_Your instructions:_
Below are some records; each one is to be set down again exactly.

☆ ☆ ☆ ☆ ☆ ☆ ☆

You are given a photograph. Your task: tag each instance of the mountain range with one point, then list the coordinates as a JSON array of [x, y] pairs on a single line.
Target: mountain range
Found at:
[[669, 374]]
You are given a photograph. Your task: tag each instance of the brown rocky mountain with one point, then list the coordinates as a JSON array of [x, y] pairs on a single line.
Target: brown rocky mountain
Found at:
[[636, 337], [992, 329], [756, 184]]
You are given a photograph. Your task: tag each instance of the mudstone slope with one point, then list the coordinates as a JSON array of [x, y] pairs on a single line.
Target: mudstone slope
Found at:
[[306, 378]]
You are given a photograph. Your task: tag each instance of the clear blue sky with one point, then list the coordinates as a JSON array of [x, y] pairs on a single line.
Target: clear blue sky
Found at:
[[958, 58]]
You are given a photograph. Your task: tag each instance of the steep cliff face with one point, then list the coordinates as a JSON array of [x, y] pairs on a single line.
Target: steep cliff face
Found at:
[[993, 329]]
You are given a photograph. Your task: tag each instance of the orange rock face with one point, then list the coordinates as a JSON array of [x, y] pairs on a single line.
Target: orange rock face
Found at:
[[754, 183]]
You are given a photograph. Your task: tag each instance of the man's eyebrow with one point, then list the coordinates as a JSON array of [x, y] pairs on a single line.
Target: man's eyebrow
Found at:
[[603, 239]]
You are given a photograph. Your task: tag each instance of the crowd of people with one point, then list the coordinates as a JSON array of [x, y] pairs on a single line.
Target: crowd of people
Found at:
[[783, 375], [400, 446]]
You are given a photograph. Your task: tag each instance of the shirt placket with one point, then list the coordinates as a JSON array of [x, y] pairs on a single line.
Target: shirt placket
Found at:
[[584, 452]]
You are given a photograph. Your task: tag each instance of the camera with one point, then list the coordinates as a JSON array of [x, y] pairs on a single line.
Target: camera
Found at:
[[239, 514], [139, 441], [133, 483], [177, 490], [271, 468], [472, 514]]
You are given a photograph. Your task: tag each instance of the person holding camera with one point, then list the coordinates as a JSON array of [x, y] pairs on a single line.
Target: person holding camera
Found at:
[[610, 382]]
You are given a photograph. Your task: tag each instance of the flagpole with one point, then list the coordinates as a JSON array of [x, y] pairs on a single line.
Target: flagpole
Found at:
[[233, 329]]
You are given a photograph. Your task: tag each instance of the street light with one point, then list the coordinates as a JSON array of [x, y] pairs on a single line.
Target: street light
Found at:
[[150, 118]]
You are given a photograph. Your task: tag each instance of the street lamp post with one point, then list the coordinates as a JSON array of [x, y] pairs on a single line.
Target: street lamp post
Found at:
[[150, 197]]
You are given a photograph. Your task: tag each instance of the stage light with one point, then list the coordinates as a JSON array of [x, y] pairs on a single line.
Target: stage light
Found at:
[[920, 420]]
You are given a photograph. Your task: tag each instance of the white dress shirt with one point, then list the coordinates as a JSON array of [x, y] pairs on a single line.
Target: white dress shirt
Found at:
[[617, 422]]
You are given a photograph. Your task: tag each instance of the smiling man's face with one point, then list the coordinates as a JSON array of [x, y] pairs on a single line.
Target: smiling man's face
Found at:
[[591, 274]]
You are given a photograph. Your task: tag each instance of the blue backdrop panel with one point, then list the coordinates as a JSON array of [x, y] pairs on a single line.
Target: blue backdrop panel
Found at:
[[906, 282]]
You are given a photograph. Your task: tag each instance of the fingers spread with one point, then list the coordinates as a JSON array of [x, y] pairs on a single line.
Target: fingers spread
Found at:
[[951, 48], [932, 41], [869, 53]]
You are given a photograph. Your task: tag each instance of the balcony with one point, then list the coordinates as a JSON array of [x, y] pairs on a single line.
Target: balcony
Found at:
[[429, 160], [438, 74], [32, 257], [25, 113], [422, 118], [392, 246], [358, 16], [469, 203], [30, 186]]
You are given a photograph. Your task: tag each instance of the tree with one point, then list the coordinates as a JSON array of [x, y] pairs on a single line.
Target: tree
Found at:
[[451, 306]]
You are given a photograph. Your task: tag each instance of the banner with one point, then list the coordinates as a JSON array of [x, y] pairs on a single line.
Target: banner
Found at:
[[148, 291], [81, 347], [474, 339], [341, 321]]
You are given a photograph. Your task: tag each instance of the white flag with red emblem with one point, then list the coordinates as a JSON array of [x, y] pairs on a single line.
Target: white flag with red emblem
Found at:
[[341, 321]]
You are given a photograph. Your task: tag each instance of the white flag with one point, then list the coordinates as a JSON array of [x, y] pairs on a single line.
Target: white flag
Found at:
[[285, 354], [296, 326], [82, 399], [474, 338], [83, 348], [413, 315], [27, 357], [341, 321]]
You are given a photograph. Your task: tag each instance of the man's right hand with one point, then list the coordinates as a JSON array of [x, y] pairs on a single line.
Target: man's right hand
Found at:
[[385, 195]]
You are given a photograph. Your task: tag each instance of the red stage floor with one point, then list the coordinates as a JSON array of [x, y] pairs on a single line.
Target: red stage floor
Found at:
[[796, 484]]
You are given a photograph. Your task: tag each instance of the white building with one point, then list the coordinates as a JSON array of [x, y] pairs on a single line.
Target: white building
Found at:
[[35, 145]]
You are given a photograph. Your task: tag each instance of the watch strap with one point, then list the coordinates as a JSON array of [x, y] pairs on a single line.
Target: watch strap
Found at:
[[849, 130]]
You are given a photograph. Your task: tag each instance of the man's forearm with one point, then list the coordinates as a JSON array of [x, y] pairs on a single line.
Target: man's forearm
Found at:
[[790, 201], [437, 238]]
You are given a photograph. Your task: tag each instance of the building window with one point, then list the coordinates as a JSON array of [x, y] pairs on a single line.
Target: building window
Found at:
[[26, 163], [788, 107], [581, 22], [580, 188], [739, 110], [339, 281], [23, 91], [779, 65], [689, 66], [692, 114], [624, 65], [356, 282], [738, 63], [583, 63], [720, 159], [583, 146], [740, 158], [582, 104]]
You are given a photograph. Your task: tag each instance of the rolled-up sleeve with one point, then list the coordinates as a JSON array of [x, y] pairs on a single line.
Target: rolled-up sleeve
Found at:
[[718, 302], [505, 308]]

☆ ☆ ☆ ☆ ☆ ☆ ☆

_Exercise answer:_
You are given a photograph. Your task: tag each instance of the mountain range with one point, then list the coordinates as a JSON array of [x, y] pairs on a single line.
Target: mountain range
Found at:
[[669, 374]]
You are given a photograph. Your task: tag each instance of the brown rocky mountain with one point, then list the coordinates as a JSON array of [x, y] pairs on a single line.
Target: brown rocky mountain
Found at:
[[636, 337], [992, 329], [756, 184]]
You are given a photograph. Your task: tag each instance of the mudstone slope with one point, then list the coordinates as a JSON array of [x, y] pairs on a single line.
Target: mudstone slope
Found at:
[[306, 378]]
You are given a photograph. Your task: tag each instance of the clear blue sky with one point, then list the coordinates as a JSON array of [x, y] pairs on a single line.
Target: clear blue sky
Found at:
[[958, 58]]
You are given a photograph. Your task: tag each instance of the steep cliff face with one point, then list the coordinates as a JSON array of [x, y] pairs on a single line.
Target: steep cliff face
Found at:
[[993, 329]]
You are given a photograph. Your task: tag each instance of the orange rock face with one point, then list the coordinates as a JSON array of [x, y] pairs on a single line.
Target: orange rock face
Found at:
[[754, 183]]
You are given a photograph. Your task: tag each instance of the man's eyebrow with one point, then list the coordinates as a JSON array of [x, y] pairs on a single line.
Target: man's eyebrow
Found at:
[[603, 239]]
You are given a photograph. Your task: tag each instance of the crowd of people with one point, then list the coordinates as a JSON array of [x, y] pairs on a single line.
Target: crowd of people
Found at:
[[783, 375], [400, 446]]
You are given a photograph. Your task: tag each instance of the shirt placket with one point, then list the coordinates as a JSON array of [x, y] pairs on a single line.
Target: shirt placket
Found at:
[[584, 452]]
You are given a photograph. Your task: tag each instance of the camera with one point, then list the coordinates as a JSON array of [x, y] pairs on a single line.
Target: camera
Found at:
[[239, 514], [139, 441], [133, 483], [177, 490], [271, 468], [472, 514]]
You are given a photograph. Your task: tag each instance of the person holding camera with one point, then list the coordinates as a JSON array of [x, y] pairs on a single line.
Target: person holding camera
Found at:
[[610, 382]]
You are given a photograph. Your task: tag each instance of the flagpole with one point, then list the coordinates as a JSON array of [x, y] pairs on a single line.
Target: flagpole
Found at:
[[233, 329]]
You are given a photograph. Your task: tag each instance of the street light with one point, then list the coordinates as a JSON array of [x, y] pairs on a single line.
Target: street light
Found at:
[[150, 118]]
You are given a photograph. Your task: tag each instance of the street lamp post with one point, then list the coordinates as a JSON array of [x, y] pairs on a single line.
Target: street lamp post
Found at:
[[150, 197]]
You are given a photograph. Your task: tag each instance of the stage light with one point, then list the coordinates as a JSON array of [x, y] pairs on a single line.
Target: stage light
Found at:
[[920, 420]]
You are given a photograph. Your task: tag each instance of the white dress shirt with one point, then list the coordinates as a JSON array of [x, y] pairs on a single line.
Target: white dress shirt
Found at:
[[617, 422]]
You are given a photograph. Your task: tag each instance of the smiling man's face with one point, then list the coordinates as a JSON array of [x, y] pairs on a single line.
Target: smiling man's face
Found at:
[[591, 274]]
You are given a photograph. Your task: tag each instance of the blue backdrop panel with one point, then list the coordinates as a JSON array of [x, y] pairs on a single line.
Target: blue backdrop panel
Found at:
[[906, 282]]
You are given a photograph. Your task: tag each instance of the fingers spread with one point, then list the coordinates as a JSON array of [x, y] pairs on a single line.
Target: fingers spread
Found at:
[[951, 48], [932, 41], [869, 53]]
You are given a photograph. Your task: tag each instance of the balcony with one point, then list the coordinates as a JSON array of [x, y] pairs on a single line.
Target: balcony
Found at:
[[429, 160], [438, 74], [32, 257], [25, 113], [422, 118], [392, 246], [358, 16], [469, 203], [30, 186]]
You are given a photograph. Your task: tag each instance of the tree with one point, then list the coordinates as a JSON array of [x, y] pairs on a single line.
Target: tree
Found at:
[[451, 306]]
You are given a photograph. Your task: tag each instance of the banner with one point, then list the coordinates as a JSON array of [x, y] pairs on a single line.
Target: banner
Found at:
[[148, 291], [81, 347], [474, 339], [341, 321]]
You are given a photograph. Your task: tag each instance of the white flag with red emblem with one point, then list the coordinates as a JSON array of [x, y] pairs on a single line.
Target: white flag with red emblem
Found at:
[[341, 321]]
You are given a photograph. Your task: tag each instance of the white flag with one point, then list the coordinates as a JSON array of [x, y] pairs on a single line.
Target: white flag
Found at:
[[285, 354], [296, 326], [82, 399], [474, 338], [83, 348], [413, 315], [27, 357], [341, 321]]
You are given a photograph. Your task: tag each instance of the man's right hand with one point, then list the coordinates as a JSON array of [x, y] pairs on a single line.
Target: man's right hand
Found at:
[[385, 195]]
You are given a photograph. Your task: tag each instance of the red stage floor with one point, then list the coordinates as a JSON array of [x, y] pairs on a single line.
Target: red stage floor
Found at:
[[796, 484]]
You are given a photograph. Your task: tag each instance of the white building with one point, then list the coordinates as a JSON array of [x, y] pairs on a single line.
Target: white building
Found at:
[[35, 145]]
You are given a photograph. Your task: tag each instance of the watch strap with one point, then list the coordinates as a JSON array of [x, y] pairs on a single line.
Target: watch strap
Found at:
[[849, 130]]
You are given a photograph. Your task: tag each instance of the man's forearm with one point, then list the coordinates as a JSON array of [x, y] pairs on a single line.
Target: man's forearm
Found at:
[[790, 201], [437, 238]]
You are given a photograph. Your task: tag each instance of the building window with one point, then list the coordinates as a JSON array of [x, y] pairs on a single line.
Target: building window
Found at:
[[26, 163], [788, 107], [581, 22], [580, 188], [739, 110], [339, 281], [23, 91], [779, 65], [689, 66], [692, 114], [624, 65], [356, 282], [738, 63], [583, 63], [720, 159], [583, 146], [740, 158], [582, 104]]
You are given a photograph. Your task: tag each instance of the rolled-up sleeve with one point, then list the coordinates as a JSON array of [x, y] pairs on a single line.
Target: rolled-up sleeve
Found at:
[[718, 302], [505, 308]]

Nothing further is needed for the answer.